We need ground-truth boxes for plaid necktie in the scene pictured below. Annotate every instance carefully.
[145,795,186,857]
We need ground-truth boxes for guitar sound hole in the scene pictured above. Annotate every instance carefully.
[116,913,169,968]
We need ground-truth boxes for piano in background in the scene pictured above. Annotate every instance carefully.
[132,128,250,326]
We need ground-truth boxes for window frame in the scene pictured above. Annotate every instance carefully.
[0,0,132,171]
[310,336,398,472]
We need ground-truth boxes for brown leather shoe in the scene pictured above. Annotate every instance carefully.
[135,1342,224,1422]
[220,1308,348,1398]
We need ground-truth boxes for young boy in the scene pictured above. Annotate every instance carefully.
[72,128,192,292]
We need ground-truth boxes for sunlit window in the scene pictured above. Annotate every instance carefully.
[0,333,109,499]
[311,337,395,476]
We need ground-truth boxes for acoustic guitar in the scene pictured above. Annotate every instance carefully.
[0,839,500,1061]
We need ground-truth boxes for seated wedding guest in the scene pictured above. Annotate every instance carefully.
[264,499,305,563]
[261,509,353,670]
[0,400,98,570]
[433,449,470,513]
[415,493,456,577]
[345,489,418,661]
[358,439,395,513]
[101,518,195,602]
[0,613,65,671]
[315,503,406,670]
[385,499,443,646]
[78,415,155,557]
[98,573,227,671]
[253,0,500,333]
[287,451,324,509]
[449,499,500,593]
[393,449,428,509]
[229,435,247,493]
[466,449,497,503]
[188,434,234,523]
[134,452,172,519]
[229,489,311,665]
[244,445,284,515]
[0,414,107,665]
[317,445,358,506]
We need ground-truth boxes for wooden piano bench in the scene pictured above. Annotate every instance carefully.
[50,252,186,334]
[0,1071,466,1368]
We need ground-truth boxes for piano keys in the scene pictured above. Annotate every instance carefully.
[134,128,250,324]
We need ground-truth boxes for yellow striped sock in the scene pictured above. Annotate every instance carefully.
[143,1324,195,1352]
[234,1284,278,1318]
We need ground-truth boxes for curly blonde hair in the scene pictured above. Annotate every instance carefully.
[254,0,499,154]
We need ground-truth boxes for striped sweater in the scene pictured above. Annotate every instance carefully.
************
Shift the box coordinates by adding 36 to every number. Rewrite every line starting with the line that contains "We need ground-truth boxes for brown" and going on through the line that contains "[134,128,250,324]", and only those lines, keeping the text lines unchanged.

- [Reply]
We need ground-truth boxes for brown leather shoe in the scene pictured above. Annotate every instance carefully.
[171,1378,260,1458]
[256,1344,384,1434]
We need ground-truth boxes for young boy in the scene pictured above. Annotate every instance carefully.
[108,164,228,328]
We need ground-truth boxes for sunlit window in the scene pictured above. Annotate every instance carefully.
[36,369,145,535]
[347,373,431,512]
We need ground-truth boxes for acoustic guitar in the scene pictured above. Annotate every instance carefully.
[36,875,536,1097]
We need ground-truth boxes for seated wedding guest in the scene pictured above. Annotate every instance carefully.
[300,535,341,599]
[297,545,389,706]
[36,436,134,606]
[469,485,506,549]
[451,529,492,613]
[381,525,454,697]
[394,475,431,549]
[137,554,231,638]
[36,649,101,707]
[351,539,442,706]
[421,535,479,682]
[114,451,191,593]
[134,609,263,707]
[289,36,536,369]
[323,487,360,545]
[485,535,536,629]
[429,485,464,545]
[265,471,283,529]
[502,485,533,539]
[224,470,270,559]
[170,488,208,555]
[265,525,347,701]
[280,481,320,551]
[36,450,143,701]
[353,481,394,542]
We need ground-truth boxes for wooden piano bench in the scene pictured above. Annotate every instance carefully.
[86,288,222,370]
[36,1107,502,1404]
We need ground-truth boxes for piano keys in the scene pictured above. Annotate every instance carefully.
[170,164,286,360]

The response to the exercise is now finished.